**Directions**
(1) Answer the following questions from the excerpt on robotic gynecologic surgery.
(a) How many robotic sacrocolpopexies were included in the comparison?
(b) What was the hospital stay for the robotic group?
(c) What percentage of surveyed Society of Gynecologic Oncologists members are regular users of robotics?
(2) List every type of cancer for which, according to the excerpt on robotic gynecologic surgery, studies show the feasibility of robotics.
(3) Quote the part of the excerpt on robotic gynecologic surgery that opens with the words containing "Gynecologic Oncology" and closes with "would increase (33).".

::: Page excerpt :::

Robotic sacrocolpopexy may be preferable to laparotomy because of improved perioperative outcomes and similar anatomical results. A comparison of 73 robotic with 105 laparotomy sacrocolpopexies for vaginal and uterine prolapse revealed a longer operating time (328 vs. 225 minutes) but reduced blood loss (103 vs. 255 mL) and shorter hospital stay (1.3 vs. 2.7 days) for the robotic group. Anatomical improvement was similar for both groups as determined by pelvic organ prolapse quantification (POP-Q) C point (−9 vs. −8) (see Chapter 27) (32). Late complications, such as erosion rate and long-term anatomical results of robotic sacrocolpopexy are unknown.

Gynecologic Oncology

Studies show the feasibility of robotics for the treatment of patients with cervical, endometrial, tubal, and ovarian cancer, with apparent similar or better perioperative outcomes, compared to conventional laparoscopy and with improved outcomes compared to laparotomy (33–39). A survey of Society of Gynecologic Oncologists members indicated 24% are regular users of robotics and 66% believed their use would increase (33).

::: Data extract :::

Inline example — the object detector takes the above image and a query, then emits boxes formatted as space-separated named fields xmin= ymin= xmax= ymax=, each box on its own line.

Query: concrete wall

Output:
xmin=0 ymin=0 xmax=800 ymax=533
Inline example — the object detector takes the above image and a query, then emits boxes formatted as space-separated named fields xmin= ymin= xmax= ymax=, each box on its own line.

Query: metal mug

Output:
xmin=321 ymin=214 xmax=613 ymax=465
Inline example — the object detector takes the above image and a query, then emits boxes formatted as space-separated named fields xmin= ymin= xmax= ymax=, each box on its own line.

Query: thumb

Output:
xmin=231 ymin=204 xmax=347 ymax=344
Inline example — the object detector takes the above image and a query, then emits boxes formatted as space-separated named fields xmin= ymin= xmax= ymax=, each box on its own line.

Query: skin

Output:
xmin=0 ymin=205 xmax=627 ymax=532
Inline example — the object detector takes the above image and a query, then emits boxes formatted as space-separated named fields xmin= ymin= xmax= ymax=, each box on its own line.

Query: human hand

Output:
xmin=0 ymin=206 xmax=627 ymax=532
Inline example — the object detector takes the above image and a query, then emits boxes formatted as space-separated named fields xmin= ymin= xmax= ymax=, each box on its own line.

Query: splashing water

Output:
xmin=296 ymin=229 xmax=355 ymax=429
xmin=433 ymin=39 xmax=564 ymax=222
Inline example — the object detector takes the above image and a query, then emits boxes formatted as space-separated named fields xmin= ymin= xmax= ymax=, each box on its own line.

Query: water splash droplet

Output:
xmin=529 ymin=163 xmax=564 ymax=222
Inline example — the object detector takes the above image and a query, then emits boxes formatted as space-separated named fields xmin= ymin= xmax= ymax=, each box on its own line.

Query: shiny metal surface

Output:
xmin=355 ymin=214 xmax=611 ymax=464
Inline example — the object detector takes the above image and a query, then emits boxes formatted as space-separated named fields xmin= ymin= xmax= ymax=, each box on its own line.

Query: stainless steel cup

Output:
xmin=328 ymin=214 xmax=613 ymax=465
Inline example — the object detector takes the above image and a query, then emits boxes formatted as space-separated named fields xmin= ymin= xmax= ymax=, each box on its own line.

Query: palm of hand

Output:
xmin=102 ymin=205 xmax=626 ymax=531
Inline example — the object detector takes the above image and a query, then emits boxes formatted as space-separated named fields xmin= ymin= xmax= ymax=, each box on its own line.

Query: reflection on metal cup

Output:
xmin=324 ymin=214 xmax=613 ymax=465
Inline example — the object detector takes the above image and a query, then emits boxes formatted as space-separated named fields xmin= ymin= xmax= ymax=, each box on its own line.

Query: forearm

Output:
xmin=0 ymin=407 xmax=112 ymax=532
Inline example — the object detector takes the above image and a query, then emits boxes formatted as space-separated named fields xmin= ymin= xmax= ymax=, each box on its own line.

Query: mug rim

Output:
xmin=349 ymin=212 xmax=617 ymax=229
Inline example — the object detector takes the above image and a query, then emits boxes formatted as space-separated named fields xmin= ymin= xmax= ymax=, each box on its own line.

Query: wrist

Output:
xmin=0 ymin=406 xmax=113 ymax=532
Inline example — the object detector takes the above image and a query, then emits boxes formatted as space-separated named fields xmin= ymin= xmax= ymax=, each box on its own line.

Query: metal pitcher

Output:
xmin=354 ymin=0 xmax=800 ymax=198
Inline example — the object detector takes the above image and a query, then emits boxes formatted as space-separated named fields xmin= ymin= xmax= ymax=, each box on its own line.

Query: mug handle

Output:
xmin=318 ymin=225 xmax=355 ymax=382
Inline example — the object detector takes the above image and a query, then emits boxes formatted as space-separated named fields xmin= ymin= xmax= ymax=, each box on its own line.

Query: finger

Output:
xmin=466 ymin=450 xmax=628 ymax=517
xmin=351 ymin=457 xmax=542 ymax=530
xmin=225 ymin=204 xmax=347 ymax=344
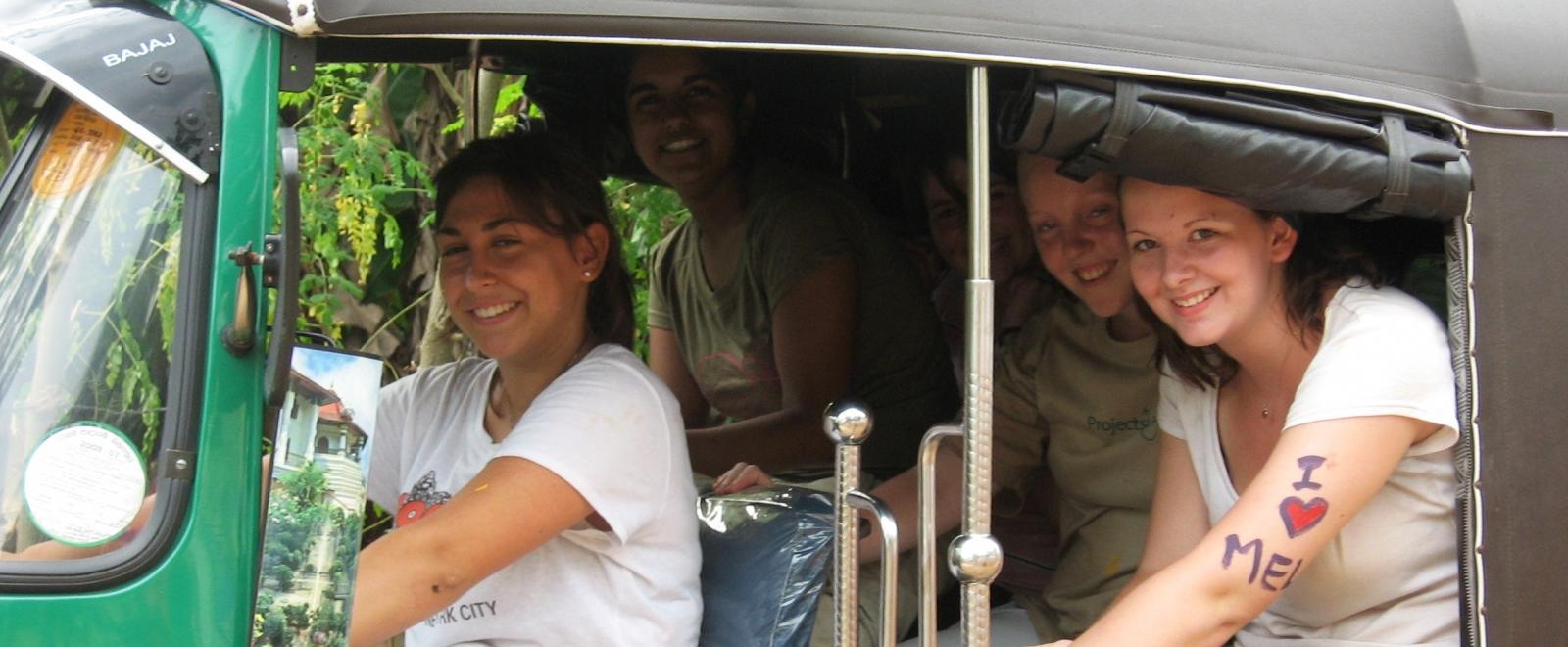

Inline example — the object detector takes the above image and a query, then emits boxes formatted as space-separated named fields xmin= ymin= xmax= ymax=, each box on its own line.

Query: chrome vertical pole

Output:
xmin=915 ymin=424 xmax=964 ymax=647
xmin=823 ymin=402 xmax=872 ymax=647
xmin=947 ymin=66 xmax=1002 ymax=647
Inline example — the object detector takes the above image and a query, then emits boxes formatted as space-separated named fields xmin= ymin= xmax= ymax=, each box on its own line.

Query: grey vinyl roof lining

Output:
xmin=224 ymin=0 xmax=1568 ymax=132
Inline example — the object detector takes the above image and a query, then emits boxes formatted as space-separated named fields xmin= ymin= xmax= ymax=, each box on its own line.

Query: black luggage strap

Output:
xmin=1377 ymin=113 xmax=1413 ymax=214
xmin=1056 ymin=80 xmax=1142 ymax=182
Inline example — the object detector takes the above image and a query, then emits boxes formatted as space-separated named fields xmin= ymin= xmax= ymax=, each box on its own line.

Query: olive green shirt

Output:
xmin=648 ymin=164 xmax=958 ymax=477
xmin=993 ymin=300 xmax=1160 ymax=642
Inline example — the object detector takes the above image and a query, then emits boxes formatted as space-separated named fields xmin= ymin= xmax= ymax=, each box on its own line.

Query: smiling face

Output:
xmin=1121 ymin=179 xmax=1296 ymax=347
xmin=920 ymin=157 xmax=1033 ymax=282
xmin=436 ymin=175 xmax=599 ymax=363
xmin=625 ymin=49 xmax=751 ymax=199
xmin=1017 ymin=154 xmax=1132 ymax=318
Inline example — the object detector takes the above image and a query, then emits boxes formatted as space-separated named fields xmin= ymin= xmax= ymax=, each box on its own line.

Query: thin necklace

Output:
xmin=486 ymin=336 xmax=599 ymax=420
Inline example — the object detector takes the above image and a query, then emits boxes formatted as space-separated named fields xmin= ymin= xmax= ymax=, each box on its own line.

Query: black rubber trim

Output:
xmin=1443 ymin=214 xmax=1480 ymax=645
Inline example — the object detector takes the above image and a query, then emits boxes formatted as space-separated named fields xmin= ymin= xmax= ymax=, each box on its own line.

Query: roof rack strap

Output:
xmin=998 ymin=69 xmax=1471 ymax=220
xmin=1056 ymin=80 xmax=1142 ymax=183
xmin=1377 ymin=113 xmax=1414 ymax=214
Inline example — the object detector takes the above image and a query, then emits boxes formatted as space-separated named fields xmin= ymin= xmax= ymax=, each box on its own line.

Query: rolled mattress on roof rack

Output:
xmin=998 ymin=73 xmax=1471 ymax=219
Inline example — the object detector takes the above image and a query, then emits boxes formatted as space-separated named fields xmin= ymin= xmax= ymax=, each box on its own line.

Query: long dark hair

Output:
xmin=1137 ymin=214 xmax=1397 ymax=388
xmin=436 ymin=130 xmax=635 ymax=349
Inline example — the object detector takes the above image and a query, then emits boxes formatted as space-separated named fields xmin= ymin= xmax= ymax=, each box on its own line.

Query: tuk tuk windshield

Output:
xmin=0 ymin=66 xmax=182 ymax=559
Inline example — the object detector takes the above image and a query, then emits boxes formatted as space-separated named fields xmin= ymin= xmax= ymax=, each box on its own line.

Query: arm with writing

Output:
xmin=1072 ymin=417 xmax=1437 ymax=647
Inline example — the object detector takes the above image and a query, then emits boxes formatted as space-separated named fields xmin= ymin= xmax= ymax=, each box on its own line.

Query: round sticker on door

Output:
xmin=22 ymin=423 xmax=147 ymax=546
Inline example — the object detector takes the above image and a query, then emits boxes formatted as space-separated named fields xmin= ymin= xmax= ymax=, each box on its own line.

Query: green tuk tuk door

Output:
xmin=0 ymin=0 xmax=279 ymax=645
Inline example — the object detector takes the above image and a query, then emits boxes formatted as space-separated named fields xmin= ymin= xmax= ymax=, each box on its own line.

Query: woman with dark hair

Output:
xmin=1054 ymin=179 xmax=1458 ymax=645
xmin=911 ymin=136 xmax=1056 ymax=376
xmin=625 ymin=49 xmax=958 ymax=480
xmin=350 ymin=133 xmax=701 ymax=645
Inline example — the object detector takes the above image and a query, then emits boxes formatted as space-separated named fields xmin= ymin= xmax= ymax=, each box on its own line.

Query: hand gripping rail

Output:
xmin=823 ymin=402 xmax=899 ymax=647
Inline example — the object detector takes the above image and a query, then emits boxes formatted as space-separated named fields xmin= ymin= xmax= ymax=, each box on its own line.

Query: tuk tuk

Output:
xmin=0 ymin=0 xmax=1568 ymax=645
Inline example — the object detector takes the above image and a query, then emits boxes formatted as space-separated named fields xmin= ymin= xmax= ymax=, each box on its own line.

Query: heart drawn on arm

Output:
xmin=1280 ymin=496 xmax=1328 ymax=538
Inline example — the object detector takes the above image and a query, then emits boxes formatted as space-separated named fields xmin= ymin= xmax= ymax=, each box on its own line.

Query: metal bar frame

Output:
xmin=947 ymin=65 xmax=1002 ymax=645
xmin=915 ymin=424 xmax=964 ymax=647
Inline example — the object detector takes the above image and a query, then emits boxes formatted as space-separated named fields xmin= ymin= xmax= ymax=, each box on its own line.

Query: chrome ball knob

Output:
xmin=821 ymin=400 xmax=872 ymax=444
xmin=947 ymin=534 xmax=1002 ymax=584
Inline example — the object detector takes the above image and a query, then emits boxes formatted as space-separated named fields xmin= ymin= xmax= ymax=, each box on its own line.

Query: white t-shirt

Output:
xmin=1158 ymin=282 xmax=1460 ymax=647
xmin=367 ymin=344 xmax=703 ymax=647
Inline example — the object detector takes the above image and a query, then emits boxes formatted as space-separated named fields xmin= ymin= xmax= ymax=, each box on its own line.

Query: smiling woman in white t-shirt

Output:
xmin=350 ymin=133 xmax=701 ymax=645
xmin=1047 ymin=179 xmax=1458 ymax=647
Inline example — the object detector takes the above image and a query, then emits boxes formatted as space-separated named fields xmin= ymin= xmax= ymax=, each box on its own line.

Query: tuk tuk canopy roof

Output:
xmin=221 ymin=0 xmax=1568 ymax=133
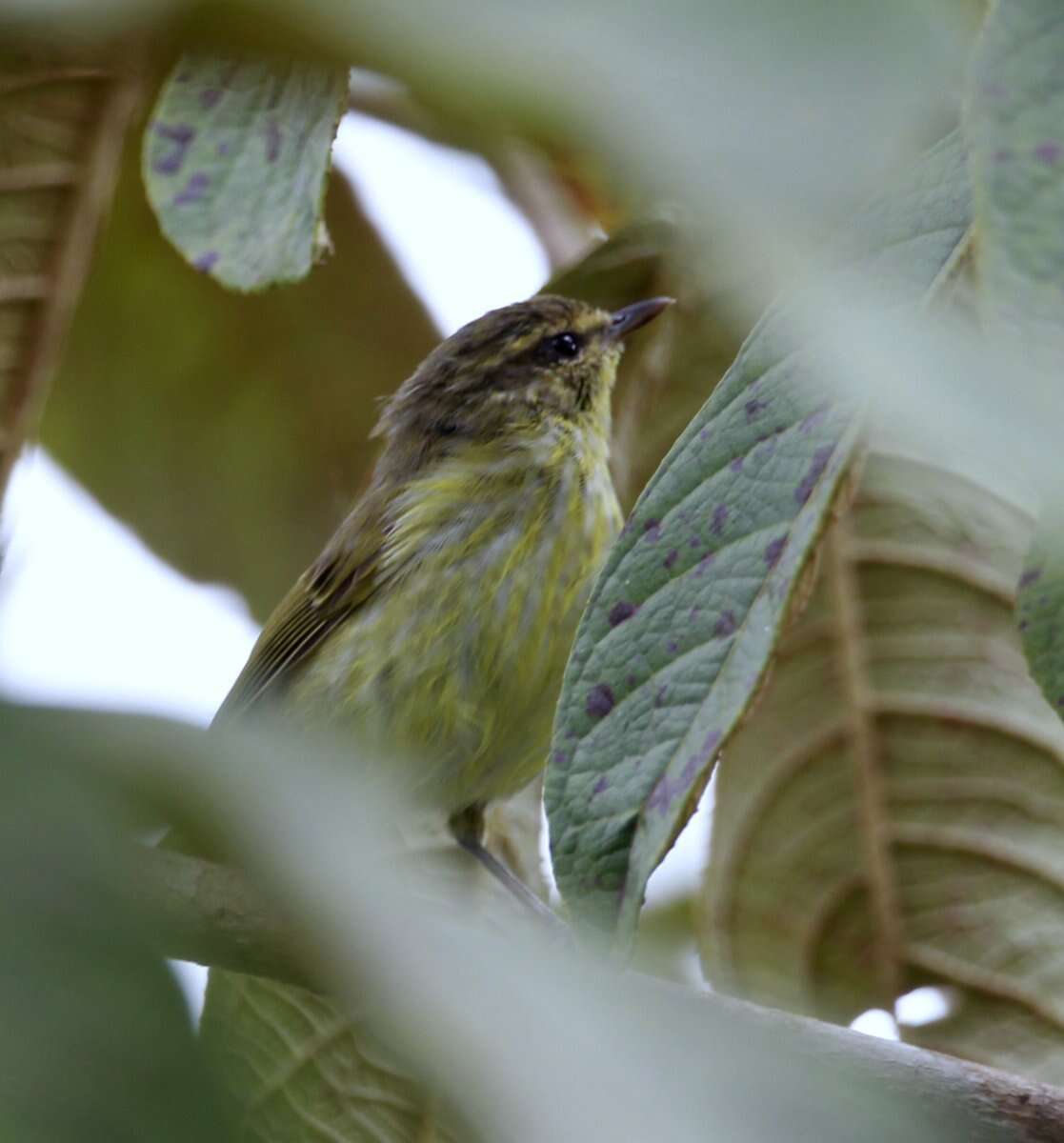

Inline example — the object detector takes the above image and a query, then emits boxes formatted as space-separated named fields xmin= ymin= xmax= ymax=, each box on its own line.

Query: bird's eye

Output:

:::

**Solutions in order**
(1)
(a) 73
(b) 1.3 days
(c) 24%

(2) Cervical, endometrial, tubal, and ovarian cancer.

(3)
Gynecologic Oncology

Studies show the feasibility of robotics for the treatment of patients with cervical, endometrial, tubal, and ovarian cancer, with apparent similar or better perioperative outcomes, compared to conventional laparoscopy and with improved outcomes compared to laparotomy (33–39). A survey of Society of Gynecologic Oncologists members indicated 24% are regular users of robotics and 66% believed their use would increase (33).